▶ JOB
Lay out every line of the entries below as a numbered list, leaving out blank lines. Do not include the pictures in your answer.
/---
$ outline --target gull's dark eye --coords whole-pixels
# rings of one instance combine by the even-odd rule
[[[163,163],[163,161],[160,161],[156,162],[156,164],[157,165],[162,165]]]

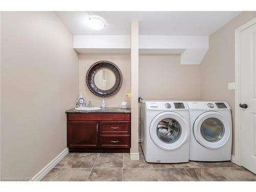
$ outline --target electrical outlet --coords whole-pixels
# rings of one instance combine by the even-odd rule
[[[235,89],[234,82],[227,83],[227,88],[229,90],[234,90]]]

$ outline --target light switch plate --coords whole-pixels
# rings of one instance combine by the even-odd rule
[[[234,90],[235,89],[234,82],[227,83],[227,87],[229,90]]]

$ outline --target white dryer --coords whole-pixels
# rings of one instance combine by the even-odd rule
[[[229,161],[232,144],[230,108],[226,102],[188,102],[190,120],[189,160]]]
[[[143,101],[142,148],[147,162],[188,161],[189,114],[182,101]]]

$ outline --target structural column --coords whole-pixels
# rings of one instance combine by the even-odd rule
[[[139,22],[132,21],[131,31],[131,159],[139,159]]]

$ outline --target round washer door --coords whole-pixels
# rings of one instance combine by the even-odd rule
[[[154,143],[159,148],[173,151],[181,147],[189,138],[189,126],[178,113],[161,113],[153,119],[150,134]]]
[[[231,134],[226,117],[220,113],[203,113],[195,121],[193,131],[197,141],[205,147],[217,149],[224,145]]]

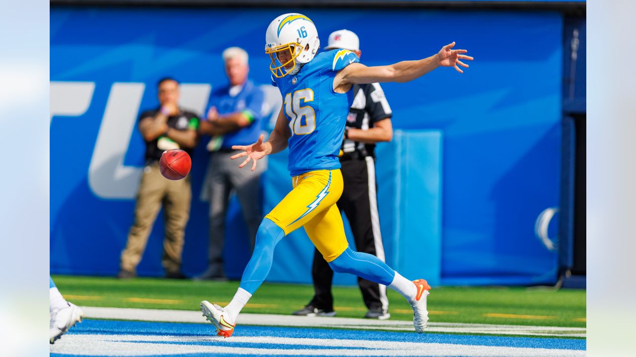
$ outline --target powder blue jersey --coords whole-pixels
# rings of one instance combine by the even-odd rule
[[[334,91],[333,79],[338,71],[358,62],[350,51],[333,50],[316,55],[295,76],[272,76],[272,84],[282,95],[291,131],[287,169],[292,176],[340,168],[338,154],[353,95],[351,90]]]

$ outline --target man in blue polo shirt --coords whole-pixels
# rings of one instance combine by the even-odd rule
[[[263,219],[258,204],[260,174],[242,170],[230,158],[240,151],[233,145],[250,145],[258,140],[265,100],[263,92],[247,79],[247,53],[230,47],[223,53],[229,83],[210,95],[207,120],[202,121],[199,133],[210,135],[207,145],[210,162],[202,195],[210,201],[209,266],[198,279],[225,279],[223,249],[225,214],[230,195],[236,192],[254,248],[256,231]]]

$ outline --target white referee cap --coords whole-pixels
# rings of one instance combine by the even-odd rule
[[[329,35],[329,41],[325,50],[343,48],[349,51],[360,50],[360,39],[357,35],[349,30],[338,30]]]

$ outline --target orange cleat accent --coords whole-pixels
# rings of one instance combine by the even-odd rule
[[[236,324],[235,323],[234,325],[231,325],[225,321],[225,319],[223,318],[223,315],[221,316],[221,320],[219,321],[219,324],[227,327],[229,330],[221,330],[221,328],[217,328],[218,332],[217,332],[216,335],[218,336],[228,338],[230,336],[232,336],[232,333],[234,333],[234,328],[236,327]]]
[[[420,299],[422,297],[422,294],[424,292],[424,290],[430,290],[431,286],[426,280],[424,279],[418,279],[417,280],[413,280],[413,283],[415,285],[415,287],[417,288],[417,295],[415,295],[415,301],[419,301]]]
[[[225,309],[216,304],[210,304],[207,300],[201,302],[200,308],[201,312],[203,313],[203,316],[205,317],[206,320],[214,325],[218,336],[228,338],[232,335],[236,324],[232,324],[226,321],[223,316],[224,314],[227,314]]]

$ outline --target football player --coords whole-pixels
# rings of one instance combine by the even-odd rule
\---
▶ TASK ANSWER
1. $ outline --target gull's dark eye --coords whole-pixels
2. # rings of one instance combine by the even-odd rule
3. [[[163,163],[163,161],[160,161],[156,162],[156,164],[157,165],[162,165]]]
4. $ outline --target electrical outlet --coords whole-pixels
5. # rings of one instance combine by the even-odd rule
6. [[[235,89],[234,82],[227,83],[227,88],[229,90],[234,90]]]
7. $ outline --target light switch plate --coords whole-pixels
8. # rings of one instance combine by the even-odd rule
9. [[[234,90],[235,89],[234,82],[227,83],[227,87],[229,90]]]
10. $ outline --target white dryer --coords whole-pixels
11. # rings of one instance combine by the even-odd rule
12. [[[229,161],[232,144],[230,108],[226,102],[188,102],[190,120],[189,160]]]
13. [[[143,101],[142,148],[147,162],[188,161],[189,114],[182,101]]]
14. $ outline --target structural column --coords whole-pixels
15. # rings of one instance combine by the even-odd rule
16. [[[139,22],[132,21],[131,31],[131,159],[139,159]]]
17. $ outline --target round washer door --coords whole-pixels
18. # rings of one instance combine by the even-odd rule
19. [[[154,143],[159,148],[173,151],[181,147],[189,138],[189,126],[178,113],[161,113],[153,119],[150,134]]]
20. [[[231,134],[226,117],[220,113],[203,113],[195,121],[193,131],[197,141],[205,147],[217,149],[224,145]]]
21. $ outline --target powder blue jersey --coords whole-pixels
22. # rings of one instance combine by the even-odd rule
23. [[[334,91],[333,79],[338,71],[358,62],[350,51],[333,50],[316,55],[295,76],[272,76],[272,84],[282,95],[291,131],[287,169],[292,176],[340,168],[338,154],[353,95],[351,90]]]
24. $ outline --target man in blue polo shirt --coords whole-pixels
25. # rings of one instance combine by the even-odd rule
26. [[[263,219],[258,204],[260,174],[242,170],[230,158],[240,151],[233,145],[250,145],[258,140],[265,100],[263,92],[247,79],[247,53],[230,47],[223,53],[229,83],[210,95],[207,120],[202,121],[199,133],[210,135],[207,145],[210,162],[202,195],[210,201],[209,266],[198,279],[225,279],[223,249],[225,214],[230,195],[236,192],[254,248],[256,231]]]
27. $ outline --target white referee cap --coords whole-pixels
28. # rings of one instance combine by the even-odd rule
29. [[[329,35],[329,41],[325,50],[343,48],[349,51],[360,50],[360,39],[357,35],[349,30],[338,30]]]
30. $ outline --target orange cleat accent --coords whole-pixels
31. # rings of one instance combine by the even-odd rule
32. [[[236,324],[235,323],[234,325],[231,325],[225,321],[225,319],[223,318],[223,315],[221,316],[221,320],[219,321],[219,324],[227,327],[229,330],[221,330],[221,328],[217,328],[218,332],[217,332],[216,335],[218,336],[228,338],[230,336],[232,336],[232,333],[234,333],[234,328],[236,327]]]
33. [[[420,299],[422,297],[422,294],[424,292],[424,290],[430,290],[431,286],[426,280],[424,279],[418,279],[417,280],[413,280],[413,283],[415,285],[415,287],[417,288],[417,295],[415,295],[415,301],[419,301]]]
34. [[[225,309],[216,304],[210,304],[207,300],[201,302],[200,308],[201,312],[203,313],[203,316],[205,317],[206,320],[214,325],[218,336],[228,338],[232,335],[236,324],[232,324],[226,321],[223,316],[224,314],[227,314]]]
35. $ outline --target football player --coords whole-pixels
36. # rings of one instance combine by the even-odd rule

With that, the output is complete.